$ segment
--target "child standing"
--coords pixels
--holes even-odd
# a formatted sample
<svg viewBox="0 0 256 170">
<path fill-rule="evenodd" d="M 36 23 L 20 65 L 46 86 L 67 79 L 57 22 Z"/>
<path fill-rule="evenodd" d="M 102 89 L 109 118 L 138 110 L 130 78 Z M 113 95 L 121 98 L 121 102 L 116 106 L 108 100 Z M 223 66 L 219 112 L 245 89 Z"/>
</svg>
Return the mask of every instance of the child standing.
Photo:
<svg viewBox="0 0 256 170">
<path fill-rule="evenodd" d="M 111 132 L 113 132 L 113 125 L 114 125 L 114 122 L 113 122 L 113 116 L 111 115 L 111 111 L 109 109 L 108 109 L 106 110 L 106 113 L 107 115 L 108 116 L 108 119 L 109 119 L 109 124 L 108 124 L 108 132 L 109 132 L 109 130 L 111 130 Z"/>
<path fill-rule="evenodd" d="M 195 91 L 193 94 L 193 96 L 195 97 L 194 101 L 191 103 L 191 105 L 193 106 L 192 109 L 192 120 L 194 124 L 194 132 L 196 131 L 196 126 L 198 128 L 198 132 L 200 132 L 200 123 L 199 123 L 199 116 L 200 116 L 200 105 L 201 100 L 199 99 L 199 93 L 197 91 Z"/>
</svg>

******************************

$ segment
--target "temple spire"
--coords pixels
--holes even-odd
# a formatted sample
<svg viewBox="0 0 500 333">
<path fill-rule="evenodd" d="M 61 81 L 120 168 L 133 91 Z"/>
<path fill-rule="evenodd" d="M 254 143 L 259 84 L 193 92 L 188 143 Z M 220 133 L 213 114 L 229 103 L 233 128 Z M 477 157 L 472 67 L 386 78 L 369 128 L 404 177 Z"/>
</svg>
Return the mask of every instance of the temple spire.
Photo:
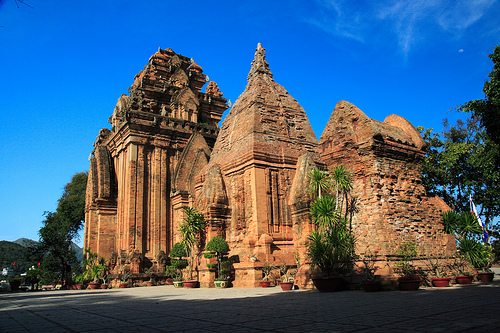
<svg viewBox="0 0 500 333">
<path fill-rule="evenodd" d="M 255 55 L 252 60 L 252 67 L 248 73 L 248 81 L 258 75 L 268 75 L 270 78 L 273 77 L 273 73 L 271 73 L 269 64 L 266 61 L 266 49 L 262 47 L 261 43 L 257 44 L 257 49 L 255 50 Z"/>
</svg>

******************************

--- Prompt ---
Gather every line in the items above that contains the string "standing", matching case exactly.

--- Worked solution ---
--target "child standing"
Return the mask of every instance of the child standing.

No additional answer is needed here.